=== Contour labeling listing ===
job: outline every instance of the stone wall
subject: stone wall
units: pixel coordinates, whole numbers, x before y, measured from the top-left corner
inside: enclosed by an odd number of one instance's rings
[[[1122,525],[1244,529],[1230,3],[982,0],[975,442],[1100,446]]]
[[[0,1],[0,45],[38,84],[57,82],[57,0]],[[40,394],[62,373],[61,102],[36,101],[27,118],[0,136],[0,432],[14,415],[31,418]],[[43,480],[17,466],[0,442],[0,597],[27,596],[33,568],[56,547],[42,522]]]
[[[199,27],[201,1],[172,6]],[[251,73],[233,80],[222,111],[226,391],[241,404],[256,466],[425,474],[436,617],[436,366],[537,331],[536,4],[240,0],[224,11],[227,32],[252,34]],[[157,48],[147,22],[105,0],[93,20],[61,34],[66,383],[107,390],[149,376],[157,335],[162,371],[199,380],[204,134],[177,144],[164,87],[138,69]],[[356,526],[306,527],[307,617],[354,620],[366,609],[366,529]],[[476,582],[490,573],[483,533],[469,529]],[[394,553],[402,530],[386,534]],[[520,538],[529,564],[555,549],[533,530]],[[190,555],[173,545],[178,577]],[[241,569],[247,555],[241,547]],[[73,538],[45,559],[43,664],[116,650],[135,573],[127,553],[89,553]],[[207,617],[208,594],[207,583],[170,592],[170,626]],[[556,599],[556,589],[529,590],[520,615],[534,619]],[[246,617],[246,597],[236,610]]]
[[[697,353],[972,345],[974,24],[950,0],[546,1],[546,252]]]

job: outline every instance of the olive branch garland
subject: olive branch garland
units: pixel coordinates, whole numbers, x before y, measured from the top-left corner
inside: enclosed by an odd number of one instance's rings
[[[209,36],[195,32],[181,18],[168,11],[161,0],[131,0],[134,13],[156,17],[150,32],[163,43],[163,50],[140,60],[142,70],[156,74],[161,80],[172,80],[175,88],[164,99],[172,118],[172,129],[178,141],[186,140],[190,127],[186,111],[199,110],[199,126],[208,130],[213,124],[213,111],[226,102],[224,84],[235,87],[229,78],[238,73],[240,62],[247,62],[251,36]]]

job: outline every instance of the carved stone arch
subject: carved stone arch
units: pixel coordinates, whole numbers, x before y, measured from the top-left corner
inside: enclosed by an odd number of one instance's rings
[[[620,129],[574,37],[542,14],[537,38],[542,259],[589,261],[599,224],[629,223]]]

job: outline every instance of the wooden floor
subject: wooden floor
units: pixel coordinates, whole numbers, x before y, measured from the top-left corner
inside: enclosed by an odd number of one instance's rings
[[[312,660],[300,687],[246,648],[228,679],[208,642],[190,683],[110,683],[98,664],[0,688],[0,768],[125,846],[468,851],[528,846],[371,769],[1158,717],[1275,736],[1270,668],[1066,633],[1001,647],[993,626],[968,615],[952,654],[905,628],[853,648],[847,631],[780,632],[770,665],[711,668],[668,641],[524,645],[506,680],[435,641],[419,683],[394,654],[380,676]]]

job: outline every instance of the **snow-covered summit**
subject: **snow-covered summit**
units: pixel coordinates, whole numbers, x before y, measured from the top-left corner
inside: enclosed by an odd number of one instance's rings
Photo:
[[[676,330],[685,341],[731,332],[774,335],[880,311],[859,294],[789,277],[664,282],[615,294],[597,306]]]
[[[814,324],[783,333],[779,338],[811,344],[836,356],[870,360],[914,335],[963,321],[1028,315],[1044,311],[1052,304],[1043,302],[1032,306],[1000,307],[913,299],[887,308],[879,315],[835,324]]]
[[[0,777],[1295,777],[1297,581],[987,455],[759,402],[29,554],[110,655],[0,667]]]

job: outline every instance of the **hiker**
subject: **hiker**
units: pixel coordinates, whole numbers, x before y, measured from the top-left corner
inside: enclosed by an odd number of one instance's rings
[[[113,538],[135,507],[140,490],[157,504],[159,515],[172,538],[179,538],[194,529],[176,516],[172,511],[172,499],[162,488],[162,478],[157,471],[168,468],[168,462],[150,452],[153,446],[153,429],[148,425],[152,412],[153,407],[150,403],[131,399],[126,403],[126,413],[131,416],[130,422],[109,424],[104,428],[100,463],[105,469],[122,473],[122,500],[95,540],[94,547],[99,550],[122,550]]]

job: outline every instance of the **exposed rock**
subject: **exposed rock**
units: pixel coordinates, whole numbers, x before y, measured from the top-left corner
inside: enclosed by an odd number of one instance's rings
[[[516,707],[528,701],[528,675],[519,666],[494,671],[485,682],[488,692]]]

=== What the task asks ===
Change every occurrence of "top-left corner" in the listing above to "upper-left corner", and write out the whole listing with all other text left as it is.

=== Task answer ===
job: outline every instance of the stone wall
subject: stone wall
units: pixel coordinates, whole numbers, x before y, measured from the upper-left corner
inside: enclosed by an odd number of one instance's rings
[[[1122,525],[1244,529],[1230,3],[982,0],[975,442],[1100,446]]]
[[[0,1],[0,45],[38,84],[57,82],[57,0]],[[40,394],[62,373],[61,102],[36,101],[27,118],[0,136],[0,432],[14,415],[31,418]],[[43,480],[17,466],[0,442],[0,597],[27,596],[33,568],[56,547],[42,522]]]
[[[199,27],[201,1],[172,6]],[[251,73],[233,80],[222,111],[226,391],[241,404],[256,466],[425,474],[436,617],[436,366],[537,331],[536,4],[240,0],[224,11],[227,32],[252,34]],[[157,48],[147,22],[105,0],[93,20],[61,34],[66,383],[107,390],[149,376],[157,335],[162,371],[199,380],[204,134],[177,144],[164,87],[138,69]],[[356,526],[306,527],[307,617],[354,620],[366,609],[366,529]],[[476,582],[490,573],[483,533],[469,529]],[[394,553],[402,530],[386,534]],[[520,538],[529,564],[555,549],[533,530]],[[190,555],[173,545],[178,577]],[[241,569],[247,555],[241,547]],[[73,538],[45,559],[43,664],[116,650],[135,573],[127,553],[89,553]],[[207,617],[208,594],[207,583],[170,592],[170,626]],[[556,599],[556,589],[529,590],[520,615],[534,619]],[[246,617],[246,597],[236,610]]]
[[[697,353],[972,345],[974,24],[950,0],[546,1],[546,252]]]

job: outline every instance of the olive branch garland
subject: olive branch garland
units: pixel coordinates, whole numbers, x before y, measured from the upper-left corner
inside: enclosed by an odd number of one instance's rings
[[[209,36],[195,32],[181,18],[168,11],[161,0],[131,0],[134,13],[156,17],[150,32],[163,43],[163,50],[140,60],[142,70],[156,74],[161,80],[172,80],[175,88],[164,99],[172,118],[172,129],[178,141],[186,140],[190,127],[186,111],[199,110],[199,126],[208,130],[213,124],[213,111],[226,102],[224,84],[235,87],[229,78],[238,73],[240,62],[247,62],[251,36]]]

job: outline every instance of the carved stone arch
subject: carved stone arch
units: pixel coordinates, whole numbers, x before y, measured from the upper-left corner
inside: enclosed by an odd number of one instance's rings
[[[620,129],[574,37],[542,14],[537,38],[542,259],[589,261],[599,224],[629,223]]]

job: outline every instance of the wooden floor
subject: wooden floor
units: pixel coordinates, whole numbers, x before y, measured from the upper-left corner
inside: enclosed by an odd number of one instance's rings
[[[312,660],[300,687],[246,648],[228,679],[208,642],[190,683],[110,683],[98,664],[0,688],[0,768],[125,846],[468,851],[528,846],[371,769],[1158,717],[1275,736],[1270,668],[1066,633],[1001,647],[993,626],[968,615],[952,654],[905,628],[853,648],[847,631],[780,632],[770,665],[711,668],[668,641],[524,645],[506,680],[435,641],[419,683],[394,654],[380,676]]]

job: outline every instance of the **snow-covered summit**
subject: **snow-covered summit**
units: pixel coordinates, whole numbers, x before y, measured from the upper-left corner
inside: enclosed by an odd number of one instance's rings
Photo:
[[[676,330],[685,341],[731,332],[774,335],[880,311],[859,294],[789,277],[664,282],[615,294],[597,306]]]
[[[814,324],[783,333],[779,338],[811,344],[836,356],[870,360],[914,335],[963,321],[1028,315],[1044,311],[1052,304],[1043,302],[1032,306],[1000,307],[913,299],[887,308],[879,315],[835,324]]]
[[[0,777],[1295,777],[1297,581],[987,455],[759,402],[29,554],[110,655],[0,667]]]

job: outline every instance of the **hiker**
subject: **hiker**
units: pixel coordinates, whole numbers, x before y, measured from the upper-left corner
inside: enclosed by an odd number of one instance's rings
[[[113,538],[135,507],[140,490],[157,504],[159,515],[172,538],[179,538],[194,529],[176,516],[172,511],[172,499],[162,488],[162,478],[157,471],[168,468],[168,462],[150,452],[153,446],[153,429],[148,425],[152,412],[153,407],[150,403],[131,399],[126,403],[126,413],[131,416],[130,422],[109,424],[104,428],[100,463],[105,469],[122,473],[122,500],[95,540],[94,547],[99,550],[122,550]]]

job: outline every instance of the **exposed rock**
subject: **exposed rock**
units: pixel coordinates, whole numbers, x before y, measured from the upper-left corner
inside: enclosed by an odd number of one instance's rings
[[[516,707],[528,701],[528,675],[519,666],[494,671],[485,682],[488,692]]]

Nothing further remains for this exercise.